- Your goal
Can you rewrite the listing below, from its first line through the line containing "56,116 -> 87,159", keeping every request line as is but scaling each bounding-box coordinate in the answers by 1.2, rounded to whole numbers with halves going up?

- Task input
(begin)
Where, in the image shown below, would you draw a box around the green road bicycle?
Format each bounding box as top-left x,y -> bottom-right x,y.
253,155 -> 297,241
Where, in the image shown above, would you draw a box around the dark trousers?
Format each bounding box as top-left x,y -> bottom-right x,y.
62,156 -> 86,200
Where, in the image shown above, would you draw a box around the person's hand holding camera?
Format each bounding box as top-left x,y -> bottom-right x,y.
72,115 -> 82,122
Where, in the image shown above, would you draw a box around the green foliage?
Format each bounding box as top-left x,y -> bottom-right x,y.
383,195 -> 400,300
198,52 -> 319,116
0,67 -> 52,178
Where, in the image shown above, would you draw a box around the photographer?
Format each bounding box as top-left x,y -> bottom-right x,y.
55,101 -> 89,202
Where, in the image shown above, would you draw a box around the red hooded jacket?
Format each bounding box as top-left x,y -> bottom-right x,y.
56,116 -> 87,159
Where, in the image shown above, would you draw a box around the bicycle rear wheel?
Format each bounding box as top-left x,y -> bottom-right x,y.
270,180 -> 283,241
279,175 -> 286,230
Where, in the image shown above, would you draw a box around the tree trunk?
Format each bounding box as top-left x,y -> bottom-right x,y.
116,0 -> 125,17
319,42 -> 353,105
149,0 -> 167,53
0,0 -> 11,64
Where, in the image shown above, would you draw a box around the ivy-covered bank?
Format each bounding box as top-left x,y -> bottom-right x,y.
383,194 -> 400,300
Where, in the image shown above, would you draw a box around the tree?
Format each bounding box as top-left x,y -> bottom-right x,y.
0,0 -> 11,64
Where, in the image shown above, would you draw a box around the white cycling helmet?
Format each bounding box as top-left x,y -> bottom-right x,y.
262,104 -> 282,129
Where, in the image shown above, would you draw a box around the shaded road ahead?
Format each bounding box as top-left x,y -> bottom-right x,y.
(end)
- Written answer
Where, in the image shown below, would you draw a box around the green road bicycle?
Format each bounding box as top-left x,y -> bottom-right x,y.
304,186 -> 356,289
Where, in the image shown above, would you draw a box around the dark trousers?
Format each bounding box as top-left x,y -> bottom-right x,y.
74,187 -> 103,240
Where, in the image shown above, would you draw a box around the person's hand holding camera?
Format each bounding box as top-left x,y -> bottom-right x,y.
86,138 -> 98,146
Where, in the image shown above, would you draw a box around the green foliage?
Format each bounding box as top-left x,y -> bottom-right x,y.
460,234 -> 480,360
238,62 -> 383,139
0,80 -> 62,214
Where, in the image shown above, would you draw a box around the photographer?
Format each bounding box as top-left x,y -> bottom-right x,y.
66,121 -> 107,242
Where, in the image shown above, would you draw a box around the red hooded jacket?
Format each bounding box as top-left x,y -> bottom-right x,y.
67,139 -> 104,191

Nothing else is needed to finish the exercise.